## Check your understanding
1. Decide whether each statement below agrees with the article on AI. For each, answer yes or no and quote the words of the article that decide it.
(a) The article says AI is already able to replace the judge in the trial process.
(b) The article calls qualifying situations as wrong a purely analytical matter.
(c) The article names DataRobot among popular AI solutions.
2. Please reproduce the part of the article on AI that opens with the words containing "What if our" and closes with "always in court)!".

## Exercise passage
By Guido Willemsen
Artificial Intelligence is hot! Chat-GPT, Dall-E, Watson, Observe, Chorus and DataRobot are only a few popular solutions in the vanguard of an exponential growing pool of AI applications. The popularity and the rise of AI solutions in the last two decades is roughly caused by a dramatic reductions in data processing costs, where earlier concepts from the field of artificial neural networks come to light. With this developments it becomes so easy to find solutions for complex puzzles which could never been solved by the human brain only. But there is a significant pitfall which we have to realize in our reliance on AI applications: how do we differentiate between right and wrong?
What if our judges would fully rely on the outcomes of AI algorithms? A suspect in a robbery that is labelled as perpetrator based on the details of the crime location, his statements in the interrogation, the statements of the victim, his personal identity, his social environment, expense profile and other relevant characteristics. A possible outcome of AI would be to declare him guilty for this crime. But what if his alibi is actually correct and that after a rigorous trial by the judge the victim even confesses that he lied while the robbery never took place? AI won’t be able (yet) to replace the judge in his analysis and the trial process. The exercise to qualify situations as wrong is not a purely analytical matter but a philosophical. And there is no common ground on which we can base our decision (even not always in court)!

## Available data
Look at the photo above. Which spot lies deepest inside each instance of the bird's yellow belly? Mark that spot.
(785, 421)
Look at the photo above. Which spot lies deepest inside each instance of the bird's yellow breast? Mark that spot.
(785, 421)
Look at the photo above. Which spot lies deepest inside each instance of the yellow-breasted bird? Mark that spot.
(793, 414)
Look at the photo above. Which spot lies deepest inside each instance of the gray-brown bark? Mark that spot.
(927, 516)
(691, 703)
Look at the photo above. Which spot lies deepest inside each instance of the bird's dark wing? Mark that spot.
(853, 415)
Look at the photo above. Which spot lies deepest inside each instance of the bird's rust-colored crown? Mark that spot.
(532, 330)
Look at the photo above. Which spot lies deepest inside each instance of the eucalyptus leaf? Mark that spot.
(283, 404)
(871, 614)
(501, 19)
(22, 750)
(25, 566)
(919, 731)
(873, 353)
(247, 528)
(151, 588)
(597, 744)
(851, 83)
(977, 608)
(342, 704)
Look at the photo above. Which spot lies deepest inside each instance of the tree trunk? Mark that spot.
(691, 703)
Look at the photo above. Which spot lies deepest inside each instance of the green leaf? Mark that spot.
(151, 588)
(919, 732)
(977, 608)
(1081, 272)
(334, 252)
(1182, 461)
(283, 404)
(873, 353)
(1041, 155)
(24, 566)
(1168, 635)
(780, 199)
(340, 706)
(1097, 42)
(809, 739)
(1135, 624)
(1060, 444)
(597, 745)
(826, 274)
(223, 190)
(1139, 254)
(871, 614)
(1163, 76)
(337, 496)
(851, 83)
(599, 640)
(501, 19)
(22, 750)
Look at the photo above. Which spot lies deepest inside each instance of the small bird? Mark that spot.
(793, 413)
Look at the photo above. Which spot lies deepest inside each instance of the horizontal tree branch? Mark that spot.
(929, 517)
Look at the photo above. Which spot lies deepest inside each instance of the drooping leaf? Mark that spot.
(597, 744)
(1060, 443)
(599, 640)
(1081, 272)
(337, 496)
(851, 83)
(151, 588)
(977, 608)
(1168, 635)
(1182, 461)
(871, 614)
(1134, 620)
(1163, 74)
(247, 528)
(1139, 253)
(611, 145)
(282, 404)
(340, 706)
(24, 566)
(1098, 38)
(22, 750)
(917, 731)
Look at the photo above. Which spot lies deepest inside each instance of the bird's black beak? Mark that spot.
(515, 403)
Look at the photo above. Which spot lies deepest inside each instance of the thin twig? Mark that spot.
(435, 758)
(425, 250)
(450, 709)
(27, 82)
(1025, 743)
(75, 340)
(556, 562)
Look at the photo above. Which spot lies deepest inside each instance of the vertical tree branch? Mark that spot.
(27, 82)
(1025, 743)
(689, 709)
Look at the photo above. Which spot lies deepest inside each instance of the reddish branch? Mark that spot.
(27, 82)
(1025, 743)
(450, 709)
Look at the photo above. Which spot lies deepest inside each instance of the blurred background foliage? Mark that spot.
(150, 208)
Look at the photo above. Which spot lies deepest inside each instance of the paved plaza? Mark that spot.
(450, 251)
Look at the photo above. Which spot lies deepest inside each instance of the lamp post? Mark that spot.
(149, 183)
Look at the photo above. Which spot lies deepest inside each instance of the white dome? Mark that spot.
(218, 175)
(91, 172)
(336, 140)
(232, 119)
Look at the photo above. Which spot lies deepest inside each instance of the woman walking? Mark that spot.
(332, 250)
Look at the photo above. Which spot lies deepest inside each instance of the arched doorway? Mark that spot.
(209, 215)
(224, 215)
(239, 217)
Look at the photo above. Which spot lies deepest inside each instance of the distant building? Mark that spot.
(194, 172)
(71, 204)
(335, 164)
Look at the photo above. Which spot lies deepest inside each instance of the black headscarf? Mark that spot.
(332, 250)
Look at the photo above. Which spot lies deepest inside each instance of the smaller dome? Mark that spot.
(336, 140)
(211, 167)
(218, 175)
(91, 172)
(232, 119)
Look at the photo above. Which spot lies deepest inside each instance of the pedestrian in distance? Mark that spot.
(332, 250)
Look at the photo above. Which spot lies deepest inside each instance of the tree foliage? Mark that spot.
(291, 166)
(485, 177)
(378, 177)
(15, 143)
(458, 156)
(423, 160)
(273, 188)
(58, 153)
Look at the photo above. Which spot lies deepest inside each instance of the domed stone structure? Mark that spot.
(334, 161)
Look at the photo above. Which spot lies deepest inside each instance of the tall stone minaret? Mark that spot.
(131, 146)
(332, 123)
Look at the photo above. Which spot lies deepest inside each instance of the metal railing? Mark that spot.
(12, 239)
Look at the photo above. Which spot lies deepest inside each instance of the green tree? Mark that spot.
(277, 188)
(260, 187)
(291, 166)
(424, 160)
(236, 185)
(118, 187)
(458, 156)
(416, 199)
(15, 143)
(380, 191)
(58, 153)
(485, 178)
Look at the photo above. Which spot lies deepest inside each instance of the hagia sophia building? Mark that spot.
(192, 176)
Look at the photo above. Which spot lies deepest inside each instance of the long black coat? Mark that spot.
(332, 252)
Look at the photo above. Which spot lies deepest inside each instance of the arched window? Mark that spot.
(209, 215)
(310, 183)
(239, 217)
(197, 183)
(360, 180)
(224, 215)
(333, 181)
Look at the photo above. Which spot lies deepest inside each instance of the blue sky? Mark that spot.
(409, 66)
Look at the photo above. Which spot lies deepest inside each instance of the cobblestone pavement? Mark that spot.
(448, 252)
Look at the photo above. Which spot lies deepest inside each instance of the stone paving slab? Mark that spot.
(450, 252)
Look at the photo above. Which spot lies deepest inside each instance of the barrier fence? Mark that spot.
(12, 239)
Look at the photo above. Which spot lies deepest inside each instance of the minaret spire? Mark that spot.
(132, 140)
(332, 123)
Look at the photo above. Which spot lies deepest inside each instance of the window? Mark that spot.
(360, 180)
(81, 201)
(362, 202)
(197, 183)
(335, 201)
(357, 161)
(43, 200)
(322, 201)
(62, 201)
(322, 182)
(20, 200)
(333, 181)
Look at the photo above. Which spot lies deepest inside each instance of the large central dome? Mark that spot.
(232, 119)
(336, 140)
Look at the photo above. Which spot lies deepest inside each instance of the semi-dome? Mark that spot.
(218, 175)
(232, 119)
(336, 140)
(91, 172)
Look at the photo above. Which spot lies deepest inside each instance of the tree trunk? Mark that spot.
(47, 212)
--
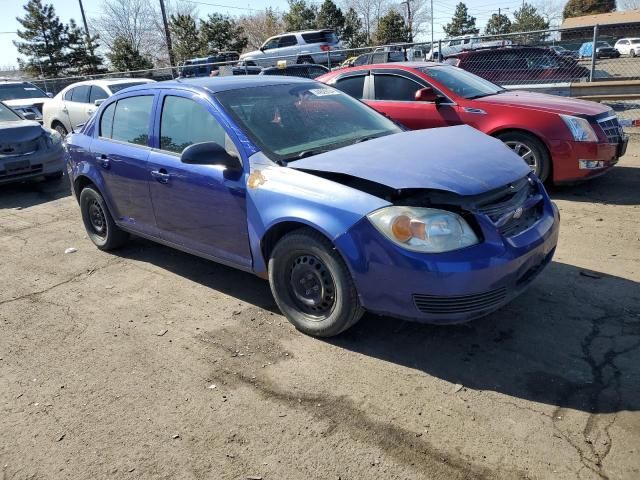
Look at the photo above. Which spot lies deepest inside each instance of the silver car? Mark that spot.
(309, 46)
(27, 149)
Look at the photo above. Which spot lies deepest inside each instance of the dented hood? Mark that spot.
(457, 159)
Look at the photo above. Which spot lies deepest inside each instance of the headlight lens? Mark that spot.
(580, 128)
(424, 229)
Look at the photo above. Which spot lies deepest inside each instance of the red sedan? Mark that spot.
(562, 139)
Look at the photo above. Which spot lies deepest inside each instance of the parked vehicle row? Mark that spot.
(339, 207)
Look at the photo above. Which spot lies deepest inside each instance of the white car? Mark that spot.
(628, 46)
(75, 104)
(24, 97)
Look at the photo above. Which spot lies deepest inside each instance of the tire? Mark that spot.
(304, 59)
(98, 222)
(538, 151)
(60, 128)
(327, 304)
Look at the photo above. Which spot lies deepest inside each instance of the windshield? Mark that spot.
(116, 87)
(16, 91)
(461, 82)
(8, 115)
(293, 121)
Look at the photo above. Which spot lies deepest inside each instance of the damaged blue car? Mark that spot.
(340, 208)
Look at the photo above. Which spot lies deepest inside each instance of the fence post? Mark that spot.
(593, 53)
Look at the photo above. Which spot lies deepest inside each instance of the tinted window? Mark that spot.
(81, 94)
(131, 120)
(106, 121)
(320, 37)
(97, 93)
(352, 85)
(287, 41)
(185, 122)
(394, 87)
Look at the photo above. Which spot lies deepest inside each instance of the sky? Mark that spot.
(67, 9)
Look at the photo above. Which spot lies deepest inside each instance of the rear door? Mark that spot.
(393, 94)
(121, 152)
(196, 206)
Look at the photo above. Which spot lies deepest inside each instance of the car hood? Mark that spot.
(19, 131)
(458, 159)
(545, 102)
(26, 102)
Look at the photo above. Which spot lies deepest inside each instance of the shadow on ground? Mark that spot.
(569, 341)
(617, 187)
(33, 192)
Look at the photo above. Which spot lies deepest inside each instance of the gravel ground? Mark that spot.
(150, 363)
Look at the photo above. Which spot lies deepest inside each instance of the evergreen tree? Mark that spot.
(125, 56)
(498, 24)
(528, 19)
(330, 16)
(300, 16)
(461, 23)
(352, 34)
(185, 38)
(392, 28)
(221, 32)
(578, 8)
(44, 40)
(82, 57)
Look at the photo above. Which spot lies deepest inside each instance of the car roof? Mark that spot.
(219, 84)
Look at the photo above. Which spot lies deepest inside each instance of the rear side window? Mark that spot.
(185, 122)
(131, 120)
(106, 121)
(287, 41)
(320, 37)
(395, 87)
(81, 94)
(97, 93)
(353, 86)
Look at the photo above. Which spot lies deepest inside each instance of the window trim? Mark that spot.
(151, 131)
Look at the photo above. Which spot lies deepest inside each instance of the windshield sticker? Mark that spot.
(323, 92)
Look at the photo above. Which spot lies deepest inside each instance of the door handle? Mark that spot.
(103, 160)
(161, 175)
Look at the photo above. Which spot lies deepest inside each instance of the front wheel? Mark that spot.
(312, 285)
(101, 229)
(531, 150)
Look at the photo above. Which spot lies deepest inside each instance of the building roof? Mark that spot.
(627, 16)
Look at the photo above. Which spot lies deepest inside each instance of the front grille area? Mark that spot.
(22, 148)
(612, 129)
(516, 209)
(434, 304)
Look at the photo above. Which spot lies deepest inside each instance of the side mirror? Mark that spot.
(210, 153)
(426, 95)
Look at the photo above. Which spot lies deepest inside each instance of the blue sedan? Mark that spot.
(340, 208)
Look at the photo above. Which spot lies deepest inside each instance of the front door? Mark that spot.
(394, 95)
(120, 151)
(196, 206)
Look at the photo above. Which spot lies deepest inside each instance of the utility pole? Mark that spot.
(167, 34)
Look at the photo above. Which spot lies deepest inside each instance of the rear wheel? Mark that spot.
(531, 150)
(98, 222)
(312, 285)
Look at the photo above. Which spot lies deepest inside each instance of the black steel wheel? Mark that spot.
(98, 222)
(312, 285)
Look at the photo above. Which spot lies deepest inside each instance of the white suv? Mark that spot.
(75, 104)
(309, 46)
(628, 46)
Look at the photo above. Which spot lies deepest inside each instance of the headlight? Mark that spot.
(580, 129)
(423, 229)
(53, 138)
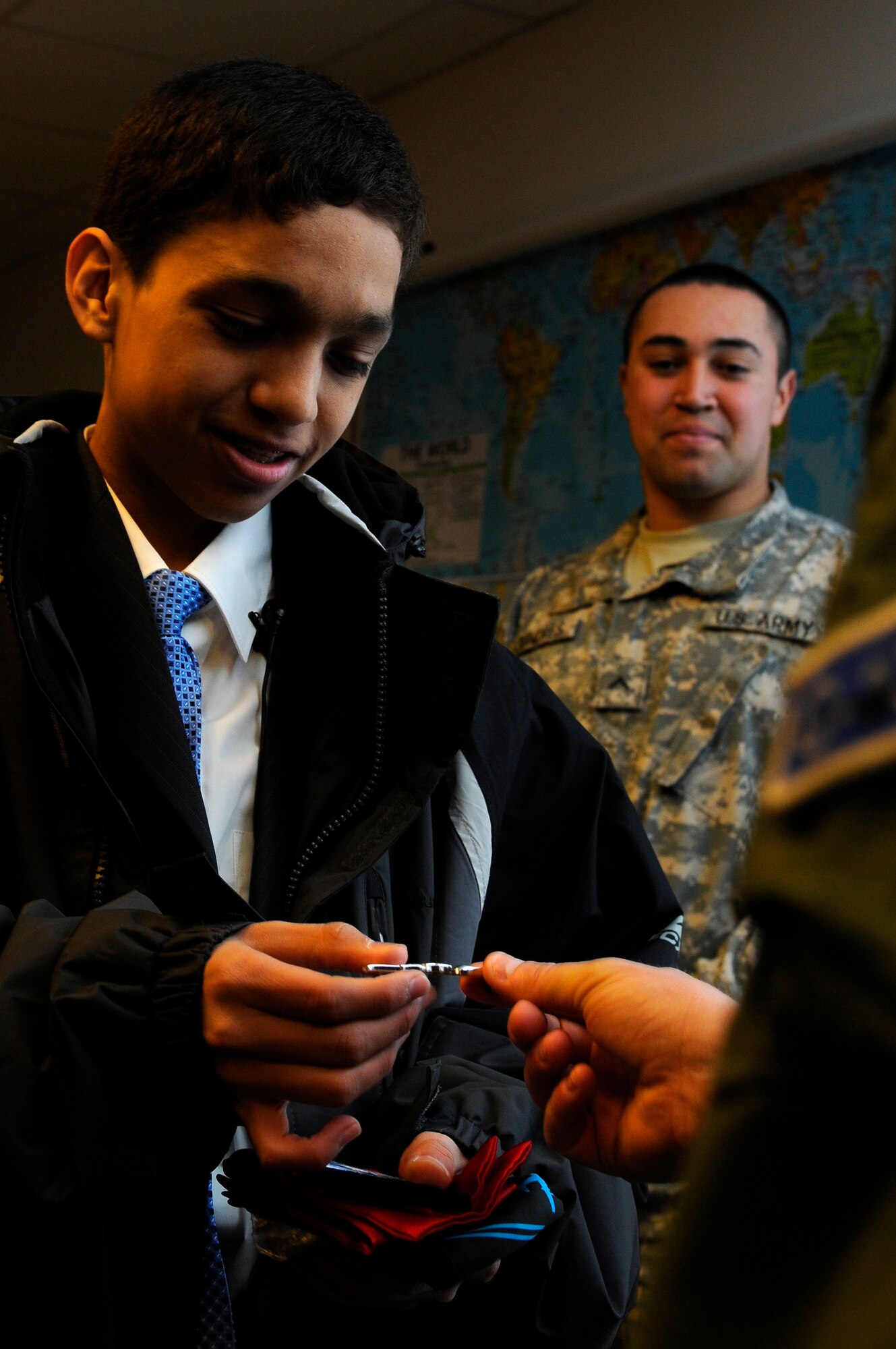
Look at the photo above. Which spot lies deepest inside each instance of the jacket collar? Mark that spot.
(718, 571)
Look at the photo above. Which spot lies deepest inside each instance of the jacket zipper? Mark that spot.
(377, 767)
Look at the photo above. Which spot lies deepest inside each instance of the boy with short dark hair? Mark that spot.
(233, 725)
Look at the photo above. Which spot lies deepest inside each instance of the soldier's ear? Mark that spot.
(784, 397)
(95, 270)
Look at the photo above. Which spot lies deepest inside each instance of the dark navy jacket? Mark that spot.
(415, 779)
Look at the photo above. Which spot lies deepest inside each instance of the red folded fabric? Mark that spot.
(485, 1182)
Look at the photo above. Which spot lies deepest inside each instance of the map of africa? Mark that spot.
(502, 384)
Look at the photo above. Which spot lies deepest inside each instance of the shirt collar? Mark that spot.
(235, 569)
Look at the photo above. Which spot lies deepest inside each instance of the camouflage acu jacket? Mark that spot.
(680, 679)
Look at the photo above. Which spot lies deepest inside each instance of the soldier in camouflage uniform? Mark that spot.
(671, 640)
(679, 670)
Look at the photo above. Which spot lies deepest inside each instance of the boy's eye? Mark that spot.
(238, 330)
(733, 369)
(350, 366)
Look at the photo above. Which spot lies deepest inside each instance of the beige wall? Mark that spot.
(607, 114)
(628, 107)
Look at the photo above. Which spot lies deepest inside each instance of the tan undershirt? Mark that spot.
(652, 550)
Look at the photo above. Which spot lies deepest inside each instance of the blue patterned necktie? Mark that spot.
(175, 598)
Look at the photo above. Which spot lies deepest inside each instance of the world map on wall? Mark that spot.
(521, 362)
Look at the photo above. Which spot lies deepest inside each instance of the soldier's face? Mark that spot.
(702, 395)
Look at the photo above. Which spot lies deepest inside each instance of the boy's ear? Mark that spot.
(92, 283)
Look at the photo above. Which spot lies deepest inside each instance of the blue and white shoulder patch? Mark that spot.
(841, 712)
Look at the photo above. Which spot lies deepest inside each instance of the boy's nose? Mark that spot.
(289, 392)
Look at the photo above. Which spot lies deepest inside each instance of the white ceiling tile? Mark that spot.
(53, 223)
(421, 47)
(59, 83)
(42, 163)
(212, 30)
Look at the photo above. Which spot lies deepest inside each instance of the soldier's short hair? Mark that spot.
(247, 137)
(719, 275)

## Solutions by task
1.
(a) No: "AI won’t be able (yet) to replace the judge in his analysis and the trial process."
(b) No: "The exercise to qualify situations as wrong is not a purely analytical matter but a philosophical."
(c) Yes: "Chat-GPT, Dall-E, Watson, Observe, Chorus and DataRobot are only a few popular solutions"

2.
What if our judges would fully rely on the outcomes of AI algorithms? A suspect in a robbery that is labelled as perpetrator based on the details of the crime location, his statements in the interrogation, the statements of the victim, his personal identity, his social environment, expense profile and other relevant characteristics. A possible outcome of AI would be to declare him guilty for this crime. But what if his alibi is actually correct and that after a rigorous trial by the judge the victim even confesses that he lied while the robbery never took place? AI won’t be able (yet) to replace the judge in his analysis and the trial process. The exercise to qualify situations as wrong is not a purely analytical matter but a philosophical. And there is no common ground on which we can base our decision (even not always in court)!